• **Provided records**
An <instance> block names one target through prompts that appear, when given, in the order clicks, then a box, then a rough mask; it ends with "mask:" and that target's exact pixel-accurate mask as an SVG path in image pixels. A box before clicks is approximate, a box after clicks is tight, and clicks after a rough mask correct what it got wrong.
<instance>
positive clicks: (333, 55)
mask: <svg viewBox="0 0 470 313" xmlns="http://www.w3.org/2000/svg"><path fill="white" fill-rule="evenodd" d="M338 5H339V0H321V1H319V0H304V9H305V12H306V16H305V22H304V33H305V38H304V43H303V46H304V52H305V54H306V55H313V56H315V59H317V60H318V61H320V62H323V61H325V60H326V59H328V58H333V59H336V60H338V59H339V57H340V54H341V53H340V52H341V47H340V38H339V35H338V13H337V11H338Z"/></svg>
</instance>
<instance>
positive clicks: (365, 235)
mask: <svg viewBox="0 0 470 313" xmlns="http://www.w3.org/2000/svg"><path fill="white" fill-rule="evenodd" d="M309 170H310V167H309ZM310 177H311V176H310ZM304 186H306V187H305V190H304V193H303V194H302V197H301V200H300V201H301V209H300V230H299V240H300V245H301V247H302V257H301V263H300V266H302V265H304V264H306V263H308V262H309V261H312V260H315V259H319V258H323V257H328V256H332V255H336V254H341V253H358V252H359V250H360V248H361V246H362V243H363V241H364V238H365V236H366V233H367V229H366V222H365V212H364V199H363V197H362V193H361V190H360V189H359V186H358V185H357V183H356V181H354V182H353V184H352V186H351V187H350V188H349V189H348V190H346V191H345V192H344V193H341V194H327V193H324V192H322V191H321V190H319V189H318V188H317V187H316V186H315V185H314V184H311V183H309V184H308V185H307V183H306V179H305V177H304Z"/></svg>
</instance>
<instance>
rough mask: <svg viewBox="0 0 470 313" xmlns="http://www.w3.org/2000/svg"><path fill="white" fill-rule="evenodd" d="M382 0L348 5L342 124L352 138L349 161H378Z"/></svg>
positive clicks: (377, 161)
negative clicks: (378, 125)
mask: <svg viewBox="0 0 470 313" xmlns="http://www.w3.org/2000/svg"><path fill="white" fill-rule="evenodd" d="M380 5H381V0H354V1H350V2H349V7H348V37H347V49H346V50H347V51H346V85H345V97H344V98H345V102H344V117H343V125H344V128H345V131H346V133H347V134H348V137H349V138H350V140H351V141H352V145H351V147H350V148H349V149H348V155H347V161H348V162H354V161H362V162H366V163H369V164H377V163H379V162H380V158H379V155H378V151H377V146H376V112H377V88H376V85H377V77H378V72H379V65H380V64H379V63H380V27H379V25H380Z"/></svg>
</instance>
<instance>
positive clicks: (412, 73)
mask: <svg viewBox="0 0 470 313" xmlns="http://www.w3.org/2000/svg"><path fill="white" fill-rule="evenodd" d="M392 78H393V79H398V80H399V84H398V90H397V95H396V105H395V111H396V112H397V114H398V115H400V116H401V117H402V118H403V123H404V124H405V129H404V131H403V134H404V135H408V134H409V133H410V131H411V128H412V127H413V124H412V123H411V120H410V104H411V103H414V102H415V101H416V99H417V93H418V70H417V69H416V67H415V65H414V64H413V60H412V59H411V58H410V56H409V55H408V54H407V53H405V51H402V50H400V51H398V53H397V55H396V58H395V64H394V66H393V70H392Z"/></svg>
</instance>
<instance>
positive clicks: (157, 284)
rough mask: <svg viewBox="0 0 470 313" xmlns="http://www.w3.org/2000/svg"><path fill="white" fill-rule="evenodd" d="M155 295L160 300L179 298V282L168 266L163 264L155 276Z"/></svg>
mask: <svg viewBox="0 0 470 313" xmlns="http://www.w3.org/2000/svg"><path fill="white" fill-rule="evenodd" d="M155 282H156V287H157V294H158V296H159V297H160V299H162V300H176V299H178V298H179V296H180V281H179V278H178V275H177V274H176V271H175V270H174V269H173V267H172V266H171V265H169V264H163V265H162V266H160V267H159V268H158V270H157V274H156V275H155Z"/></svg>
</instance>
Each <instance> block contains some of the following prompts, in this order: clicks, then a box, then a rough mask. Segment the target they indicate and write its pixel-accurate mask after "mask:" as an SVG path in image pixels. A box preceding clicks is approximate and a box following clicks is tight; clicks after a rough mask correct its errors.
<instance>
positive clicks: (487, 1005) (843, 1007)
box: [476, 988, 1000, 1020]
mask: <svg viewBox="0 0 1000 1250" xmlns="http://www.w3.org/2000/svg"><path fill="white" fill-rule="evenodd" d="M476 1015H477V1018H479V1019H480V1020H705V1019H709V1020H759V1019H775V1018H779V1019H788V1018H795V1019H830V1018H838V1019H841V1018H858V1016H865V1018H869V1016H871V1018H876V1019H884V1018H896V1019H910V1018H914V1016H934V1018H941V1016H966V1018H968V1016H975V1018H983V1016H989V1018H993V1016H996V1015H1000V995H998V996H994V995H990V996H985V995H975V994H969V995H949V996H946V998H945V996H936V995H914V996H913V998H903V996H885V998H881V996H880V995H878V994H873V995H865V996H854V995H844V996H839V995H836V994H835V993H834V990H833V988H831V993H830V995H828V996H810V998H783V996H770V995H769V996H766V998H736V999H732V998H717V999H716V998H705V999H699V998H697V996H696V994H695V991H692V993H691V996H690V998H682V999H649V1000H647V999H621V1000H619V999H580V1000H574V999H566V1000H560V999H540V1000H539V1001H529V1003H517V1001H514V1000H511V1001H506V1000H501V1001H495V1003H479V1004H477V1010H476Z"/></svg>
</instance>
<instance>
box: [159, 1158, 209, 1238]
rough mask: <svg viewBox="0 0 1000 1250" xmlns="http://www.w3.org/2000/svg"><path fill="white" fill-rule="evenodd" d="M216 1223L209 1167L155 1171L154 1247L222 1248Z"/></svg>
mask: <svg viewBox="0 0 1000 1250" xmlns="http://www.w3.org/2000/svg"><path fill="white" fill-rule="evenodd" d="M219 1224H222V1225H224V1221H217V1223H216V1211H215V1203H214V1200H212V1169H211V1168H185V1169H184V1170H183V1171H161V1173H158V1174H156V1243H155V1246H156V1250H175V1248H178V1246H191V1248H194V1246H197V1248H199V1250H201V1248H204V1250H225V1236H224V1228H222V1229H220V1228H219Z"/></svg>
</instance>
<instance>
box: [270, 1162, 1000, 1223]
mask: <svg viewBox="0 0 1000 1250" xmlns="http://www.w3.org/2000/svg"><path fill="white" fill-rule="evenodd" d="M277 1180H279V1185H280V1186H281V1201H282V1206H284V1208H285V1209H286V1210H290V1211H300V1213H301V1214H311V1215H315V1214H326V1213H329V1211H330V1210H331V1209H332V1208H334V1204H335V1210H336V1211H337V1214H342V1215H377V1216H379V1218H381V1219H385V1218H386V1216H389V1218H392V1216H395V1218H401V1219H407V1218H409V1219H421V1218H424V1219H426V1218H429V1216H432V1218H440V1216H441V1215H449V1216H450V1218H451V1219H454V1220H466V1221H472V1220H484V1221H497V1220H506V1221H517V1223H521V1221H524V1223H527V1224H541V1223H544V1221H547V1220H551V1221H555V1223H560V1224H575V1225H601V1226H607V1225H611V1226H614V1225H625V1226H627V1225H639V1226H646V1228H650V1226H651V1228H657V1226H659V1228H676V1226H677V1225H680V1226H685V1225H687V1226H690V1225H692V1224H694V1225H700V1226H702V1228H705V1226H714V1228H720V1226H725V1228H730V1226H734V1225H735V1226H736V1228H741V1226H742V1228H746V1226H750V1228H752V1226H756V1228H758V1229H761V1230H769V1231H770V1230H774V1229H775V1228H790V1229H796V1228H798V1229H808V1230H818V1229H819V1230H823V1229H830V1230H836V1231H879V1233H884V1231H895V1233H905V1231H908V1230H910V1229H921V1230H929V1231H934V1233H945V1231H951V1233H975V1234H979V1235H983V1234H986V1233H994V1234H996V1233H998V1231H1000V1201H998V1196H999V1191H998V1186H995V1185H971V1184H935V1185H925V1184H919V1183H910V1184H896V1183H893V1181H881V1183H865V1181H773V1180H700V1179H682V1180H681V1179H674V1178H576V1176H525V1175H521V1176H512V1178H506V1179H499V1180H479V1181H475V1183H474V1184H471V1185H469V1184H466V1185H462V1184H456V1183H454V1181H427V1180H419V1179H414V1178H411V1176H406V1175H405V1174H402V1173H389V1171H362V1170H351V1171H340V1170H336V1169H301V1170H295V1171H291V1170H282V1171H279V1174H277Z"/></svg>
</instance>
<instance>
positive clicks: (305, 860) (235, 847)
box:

• **Task instructions**
Return every line of the items above that contains the string "pixel", matching case exactly.

• **Task answer**
An <instance> block names one target through prompts that appear, when given, in the order clicks, then a box, then a rough mask; it ends with "mask:" and that target's exact pixel-accurate mask as an SVG path in image pixels. A box before clicks is approximate, a box after clicks is tight, and clicks after a rough mask correct what it got wrong.
Each <instance> block contains some of the following prompts, in this order: clicks, then a box, then a rough mask. Segment the target they indicate and write its pixel-accurate mask after "mask:" as an SVG path in image pixels. A box preceding clicks is approximate and a box following clicks is tight; clicks after a rough mask correct its errors.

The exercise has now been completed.